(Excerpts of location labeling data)
>>>>

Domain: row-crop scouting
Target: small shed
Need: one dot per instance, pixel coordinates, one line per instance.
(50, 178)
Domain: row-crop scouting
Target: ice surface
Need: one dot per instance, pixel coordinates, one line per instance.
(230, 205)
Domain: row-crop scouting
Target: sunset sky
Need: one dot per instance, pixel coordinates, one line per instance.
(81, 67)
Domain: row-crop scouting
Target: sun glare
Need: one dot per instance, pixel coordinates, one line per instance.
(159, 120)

<<<<

▸ **SET TASK**
Render the data above as a Markdown table with two columns, "No." and "Entry", giving each line its own numbered row and omitting any blank lines.

▸ **REPLY**
| No. | Entry |
|---|---|
| 1 | Domain: row-crop scouting |
| 2 | Target: small shed |
| 3 | Need: one dot per instance, pixel coordinates, one line per instance. |
| 4 | (50, 178) |
| 5 | Domain: row-crop scouting |
| 6 | Target: ice surface |
| 7 | Need: one dot per instance, pixel coordinates, one line per instance. |
| 8 | (230, 205) |
| 9 | Domain: row-crop scouting |
| 10 | Target: sunset sky |
| 11 | Need: one dot per instance, pixel coordinates, one line per instance. |
| 12 | (81, 67) |
| 13 | Domain: row-crop scouting |
| 14 | Target: sun glare |
| 15 | Need: one dot per instance, pixel coordinates, one line per instance. |
| 16 | (159, 120) |